▶ _What is needed_:
Leaving out the pictures, transcribe all of the records faithfully.

Extracted records

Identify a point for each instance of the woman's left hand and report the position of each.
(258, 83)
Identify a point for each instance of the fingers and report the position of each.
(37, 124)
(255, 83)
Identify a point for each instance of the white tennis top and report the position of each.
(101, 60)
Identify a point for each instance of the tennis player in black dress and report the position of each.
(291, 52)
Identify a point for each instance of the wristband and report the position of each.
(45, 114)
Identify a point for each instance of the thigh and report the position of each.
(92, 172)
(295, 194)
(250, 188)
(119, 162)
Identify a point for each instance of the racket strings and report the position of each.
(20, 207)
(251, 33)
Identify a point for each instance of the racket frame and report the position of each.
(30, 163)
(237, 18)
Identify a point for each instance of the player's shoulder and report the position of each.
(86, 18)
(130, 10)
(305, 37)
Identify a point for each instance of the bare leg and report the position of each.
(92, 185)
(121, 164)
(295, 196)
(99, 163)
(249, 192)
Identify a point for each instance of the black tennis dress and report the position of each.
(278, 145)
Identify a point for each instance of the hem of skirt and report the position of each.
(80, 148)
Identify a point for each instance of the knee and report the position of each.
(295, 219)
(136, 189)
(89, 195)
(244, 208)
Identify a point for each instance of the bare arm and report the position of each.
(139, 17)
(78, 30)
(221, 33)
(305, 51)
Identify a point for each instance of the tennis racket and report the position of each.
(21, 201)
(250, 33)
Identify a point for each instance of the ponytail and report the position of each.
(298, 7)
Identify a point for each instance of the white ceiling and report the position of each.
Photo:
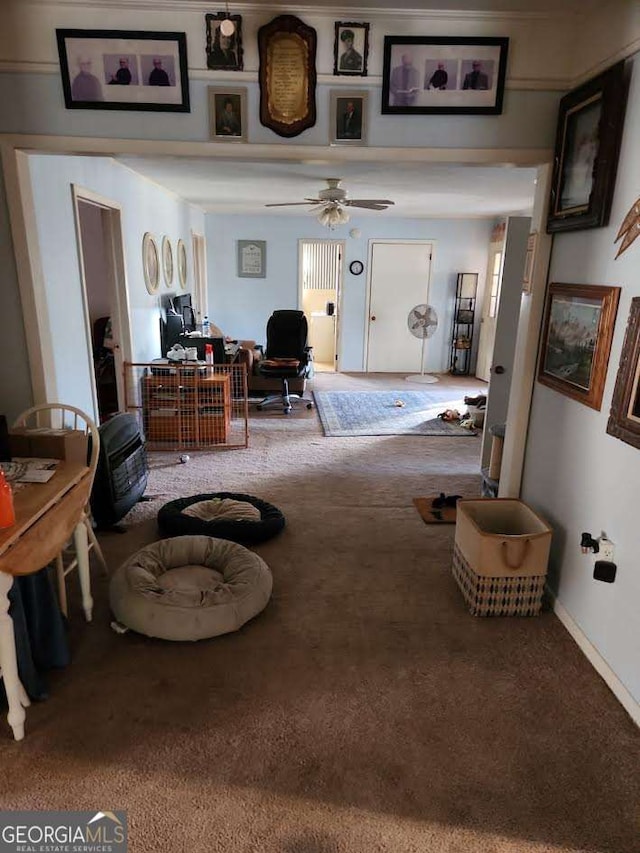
(419, 190)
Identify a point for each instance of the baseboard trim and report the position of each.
(598, 662)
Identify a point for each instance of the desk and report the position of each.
(47, 514)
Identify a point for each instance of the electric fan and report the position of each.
(422, 322)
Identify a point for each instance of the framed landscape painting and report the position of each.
(576, 340)
(124, 70)
(442, 75)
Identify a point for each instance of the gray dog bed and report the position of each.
(190, 588)
(225, 515)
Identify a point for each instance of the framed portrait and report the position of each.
(576, 340)
(348, 113)
(167, 261)
(124, 70)
(351, 49)
(150, 263)
(443, 75)
(588, 135)
(181, 254)
(224, 53)
(287, 75)
(252, 258)
(529, 259)
(227, 113)
(624, 418)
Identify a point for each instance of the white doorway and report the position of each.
(102, 272)
(399, 280)
(320, 277)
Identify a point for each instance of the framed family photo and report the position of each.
(443, 75)
(227, 113)
(224, 53)
(124, 70)
(576, 340)
(351, 49)
(348, 111)
(588, 139)
(624, 418)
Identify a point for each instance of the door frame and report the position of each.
(340, 289)
(112, 227)
(367, 307)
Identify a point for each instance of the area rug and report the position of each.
(348, 413)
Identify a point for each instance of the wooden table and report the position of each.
(47, 515)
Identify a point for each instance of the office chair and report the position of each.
(287, 356)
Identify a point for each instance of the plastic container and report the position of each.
(7, 513)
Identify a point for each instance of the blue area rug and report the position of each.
(344, 413)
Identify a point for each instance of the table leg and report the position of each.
(81, 542)
(16, 694)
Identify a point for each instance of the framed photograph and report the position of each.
(124, 70)
(252, 258)
(588, 135)
(224, 53)
(624, 418)
(348, 113)
(351, 49)
(443, 75)
(150, 263)
(227, 113)
(167, 261)
(181, 254)
(528, 262)
(576, 340)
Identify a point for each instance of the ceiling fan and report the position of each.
(331, 202)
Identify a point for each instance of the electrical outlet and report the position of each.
(607, 549)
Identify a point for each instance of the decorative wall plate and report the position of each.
(182, 264)
(167, 261)
(150, 263)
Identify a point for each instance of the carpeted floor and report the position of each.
(364, 710)
(389, 412)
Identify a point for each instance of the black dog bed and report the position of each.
(173, 522)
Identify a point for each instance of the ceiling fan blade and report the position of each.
(359, 202)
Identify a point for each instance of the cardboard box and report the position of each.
(47, 443)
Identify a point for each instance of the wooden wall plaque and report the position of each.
(287, 48)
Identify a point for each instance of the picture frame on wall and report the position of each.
(624, 417)
(124, 70)
(224, 53)
(576, 340)
(348, 111)
(443, 75)
(227, 113)
(252, 258)
(588, 136)
(351, 49)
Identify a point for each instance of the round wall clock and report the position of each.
(150, 263)
(167, 261)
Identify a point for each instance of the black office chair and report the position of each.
(287, 356)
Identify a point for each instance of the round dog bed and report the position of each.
(225, 515)
(190, 588)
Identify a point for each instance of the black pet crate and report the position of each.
(122, 472)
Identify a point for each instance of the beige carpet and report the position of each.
(365, 710)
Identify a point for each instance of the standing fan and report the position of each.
(422, 322)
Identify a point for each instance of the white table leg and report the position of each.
(16, 694)
(81, 542)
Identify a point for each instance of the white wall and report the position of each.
(242, 306)
(579, 477)
(145, 207)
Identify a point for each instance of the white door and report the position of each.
(490, 312)
(399, 280)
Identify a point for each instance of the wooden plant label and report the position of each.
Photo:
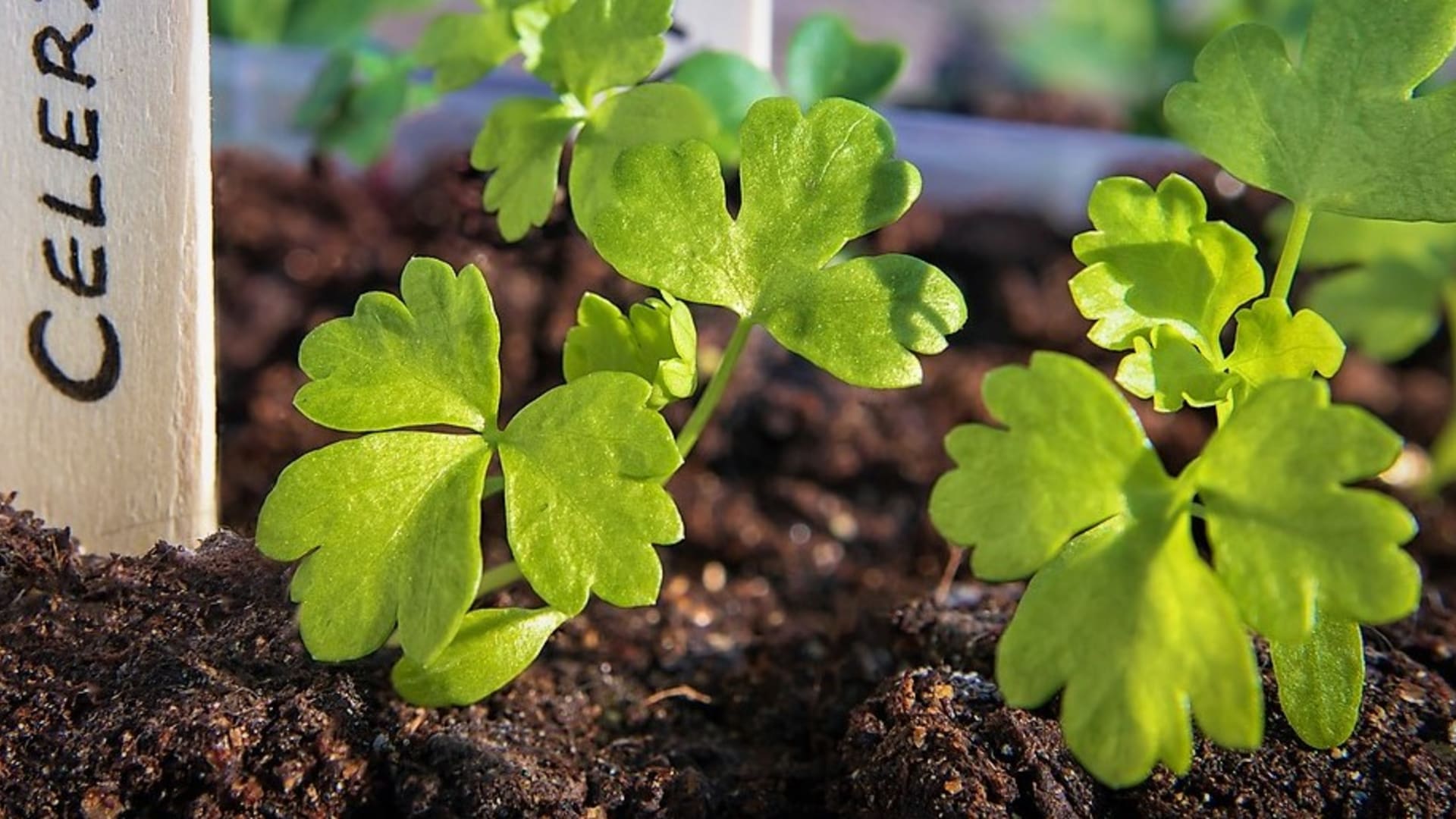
(107, 376)
(745, 27)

▶ _Response to the task_:
Identify a point for each instance of the woman's left hand and report the position of each.
(258, 83)
Identify a point for each instance of the fingers and report the position of each.
(37, 124)
(255, 83)
Identify a point for each instance of the white tennis top and report the position of each.
(101, 60)
Identify a point for each instance of the tennis player in black dress and report the position of each.
(291, 52)
Identify a point for each instance of the wristband and report the position of each.
(45, 114)
Identify a point for each instance of the thigh and report the position of each.
(92, 172)
(295, 194)
(250, 188)
(119, 162)
Identify a point for each instance of the racket strings and report the position of each.
(20, 207)
(251, 33)
Identify a point for each instance of the racket frame and report the position of each.
(30, 163)
(237, 18)
Identify a point for each instance of the player's shoulder and report the position of each.
(86, 18)
(130, 10)
(305, 37)
Identify a point for each instance of the bare leg and report the position of each.
(92, 185)
(121, 164)
(295, 196)
(99, 163)
(249, 192)
Identify a point for each instance of the black tennis dress and report the position of each.
(278, 145)
Identify a point for each instance of the hem of skirt and report the position of each.
(80, 148)
Identify a point for each instance of the knee and report the position of each.
(295, 219)
(136, 189)
(89, 195)
(244, 208)
Identify a point for each instance of the bare arm and report the position of each.
(139, 17)
(78, 30)
(221, 33)
(305, 51)
Identify a point for each instance of the tennis racket and report the position of each.
(21, 201)
(250, 33)
Identify a point for each instance of the ponytail and report the position of each.
(298, 7)
Identify a point for each instance of the white ceiling and report the position of each.
Photo:
(419, 190)
Identify a point for each instance of the baseboard trim and report the position of each.
(598, 662)
Identify a point for each instance of the desk and report the position of each.
(47, 514)
Identify a point for each instance of the electric fan and report the position of each.
(422, 322)
Identify a point for each instance of the framed landscape painting and report the position of each.
(576, 340)
(124, 70)
(442, 75)
Identify a point for each instance of the gray dog bed and report the position of each.
(190, 588)
(225, 515)
Identify a point for each instance of the framed portrait and report the position of each.
(576, 340)
(348, 113)
(167, 261)
(124, 70)
(351, 49)
(150, 263)
(443, 75)
(588, 135)
(181, 254)
(224, 53)
(287, 75)
(252, 258)
(529, 259)
(227, 113)
(624, 418)
Identify a point for each instance of the white doorway and report the position of each.
(102, 272)
(399, 280)
(320, 277)
Identify a point for each instance of the framed family photo and report the position of each.
(443, 75)
(227, 113)
(224, 53)
(124, 70)
(576, 340)
(351, 49)
(348, 111)
(588, 139)
(624, 418)
Identify a point for each instance of the door frame and report the position of each.
(340, 289)
(112, 227)
(367, 307)
Identify a point for each instance of the area rug and report the position of each.
(348, 413)
Identify a point for each instance of the wooden table and report the position of each.
(47, 515)
Identify a point for each instance of the office chair and report the position of each.
(287, 356)
Identify a point for each instance of the plastic container and report the position of each.
(7, 513)
Identify a point for each instance of the blue area rug and report the position of each.
(344, 413)
Identify a point for each instance of the table leg and report the position of each.
(81, 542)
(16, 694)
Identify a point for each instance of the framed photograph and report the position of each.
(124, 70)
(252, 258)
(588, 135)
(224, 53)
(624, 418)
(348, 113)
(351, 49)
(443, 75)
(150, 263)
(227, 113)
(167, 261)
(181, 254)
(528, 262)
(576, 340)
Identify a point for each instance of the ceiling fan and report the position of each.
(331, 202)
Identify a point for each instance of the electrical outlet and report the position of each.
(607, 549)
Identify a point for each instance of the decorative wall plate and report the position of each.
(182, 264)
(167, 261)
(150, 263)
Identify a point for each instance of the carpeted floor and report the position of each.
(364, 710)
(389, 412)
Identify a point for each instance of the black dog bed and report the position of each.
(173, 522)
Identify a point for each instance of the ceiling fan blade and report the position of each.
(359, 202)
Identify a point for each instance of the cardboard box and report the position of each.
(47, 443)
Identify a point for each instance of the wooden wall plaque and report the position of each.
(287, 48)
Identify a point for each instance of the picture frame on wall and report the position of each.
(624, 417)
(124, 70)
(224, 53)
(576, 340)
(348, 111)
(443, 75)
(227, 113)
(252, 258)
(588, 136)
(351, 49)
Identify a point for each instance of the round wall clock and report the position of each.
(150, 263)
(167, 261)
Identify a point for each instance of the black office chair and report the position of each.
(287, 356)
Identify a point for each instance of the round dog bed and report the position of each.
(225, 515)
(190, 588)
Identify a point for each instance of the black pet crate and report the position of each.
(122, 472)
Identify a point for each instance of the beige carpet and report the position of each.
(365, 710)
Identify a point for each instance of the standing fan and report the position of each.
(422, 322)
Identify a point for each instance of the white table leg and report the position of each.
(16, 694)
(81, 542)
Identify a point for each instance of the white wall and report the position of each.
(242, 306)
(579, 477)
(145, 207)
Identify a point for each instance of the white door and report the position of each.
(490, 312)
(399, 280)
Identify a point for each instance of the wooden plant label and report the position of each.
Photo:
(107, 376)
(745, 27)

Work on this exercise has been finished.